─── PAGE TEXT ───

I was chatting with some Agile practitioners yesterday. We discussed the implementation of Kanban. As the facilitator, I didn’t have the opportunity to share all of my thoughts. Kanban has found a home in many non-manufacturing workflows. It is well-suited for multi-stage processes in which hand-offs are necessary.


In a manufacturing environment, Kanban delivers two primary outcomes: reduced inventory and demand-driven output. The process is adapted based on the type of products produced. Assuming we’re talking about small parts such as fasteners, Kanban uses standard totes. Each tote gets a card when it needs to be filled with parts. These cards are generated by the demand for the part. Modern production management systems may substitute permanent barcodes on each tote tied to a status in the system.


Totes are “pulled” through each work cell in the production process. In this manner, the demand for three totes of product triggers is requested at the last work cell, which triggers a request to the penultimate work cell, and so on, right back to the first work cell in the process. When totes are already queued anywhere in the production workflow, the trigger stops there.


Each work cell processes one tote at a time. This is referred to as WIP (work in process) of one. It’s an essential mechanism for flexibility and efficiency. It should not come as a surprise that Agile practice borrowed these ideas from Lean.


The principle called the theory of constraints compliments Kanban by helping manage bottlenecks. When one work cell in the production workflow takes longer than the others, it regulates the speed of up and down stream work cells. In some situations, buffer stock is used to mitigate the slowdown effect.

───

### WORK TASK 1
Answer these questions about the Kanban text, one answer per line:
(a) What two primary outcomes does Kanban deliver in a manufacturing environment?
(b) What term is used for a work cell processing one tote at a time?
(c) Which principle helps Kanban manage bottlenecks?
### WORK TASK 2
Write the next few paragraphs of the Kanban text, picking up after its final sentence.

─── SOURCE DATA ───

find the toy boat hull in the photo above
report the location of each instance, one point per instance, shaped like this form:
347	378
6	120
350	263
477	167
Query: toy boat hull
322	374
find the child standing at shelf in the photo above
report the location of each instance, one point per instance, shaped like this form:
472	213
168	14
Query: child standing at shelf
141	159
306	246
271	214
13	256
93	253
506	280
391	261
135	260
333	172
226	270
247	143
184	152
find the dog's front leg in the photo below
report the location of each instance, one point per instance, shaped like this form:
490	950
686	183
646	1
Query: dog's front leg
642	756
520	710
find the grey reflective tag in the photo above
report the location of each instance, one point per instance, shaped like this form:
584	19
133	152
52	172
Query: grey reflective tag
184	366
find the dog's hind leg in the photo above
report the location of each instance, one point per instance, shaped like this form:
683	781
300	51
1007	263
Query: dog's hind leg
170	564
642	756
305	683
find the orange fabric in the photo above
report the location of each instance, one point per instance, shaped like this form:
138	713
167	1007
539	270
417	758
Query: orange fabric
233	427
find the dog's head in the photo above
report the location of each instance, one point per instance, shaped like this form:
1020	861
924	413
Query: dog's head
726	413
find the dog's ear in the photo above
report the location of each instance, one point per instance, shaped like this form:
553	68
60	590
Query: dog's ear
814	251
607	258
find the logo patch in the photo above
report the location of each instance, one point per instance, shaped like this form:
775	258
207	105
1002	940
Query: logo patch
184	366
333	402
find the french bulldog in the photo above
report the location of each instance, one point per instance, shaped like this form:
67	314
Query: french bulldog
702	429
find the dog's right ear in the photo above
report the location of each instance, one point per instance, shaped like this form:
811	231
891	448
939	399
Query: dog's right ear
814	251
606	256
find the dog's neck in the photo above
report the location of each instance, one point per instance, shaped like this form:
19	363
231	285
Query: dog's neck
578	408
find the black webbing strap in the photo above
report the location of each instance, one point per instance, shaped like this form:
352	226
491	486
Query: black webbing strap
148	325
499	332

───

### TASK RESULT 1
(a) Reduced inventory and demand-driven output.
(b) WIP (work in process) of one.
(c) The theory of constraints.

### TASK RESULT 2
Agile practitioners learn Kanban as a strict practice with predetermined constraints, which in my experience, leads to Agile anti-patterns. I have found that Kanban principles work well in two team situations:


  1. The work of the team is very dynamic, meaning that its composition and priority are constantly changing based on external drivers

  2. The team's work is very task-oriented rather than an incremental effort towards a larger objective (e.g., desktop computing support teams).


In these situations, sprints offer less value. Rather than having a predetermined work package selected to deliver specified customer value, Kanban allows teams to develop a continuous flow that ensures the highest priority work is always at the top of the queue. Kanban teams must create a method of continually evaluating the priority of the work in their queue.


For non-manufacturing teams, maintaining the flow of high-priority work is the key benefit of Kanban. The other practices of Kanban are essential in a manufacturing environment but are optional in different situations. Agile teams need to maintain their flexibility in how they implement Kanban. Start simple, inspect, and adapt. Whether a team implements Kanban should not be an organizational decision but rather a team decision. Organizations striving to be Agile encourage full team autonomy in their work.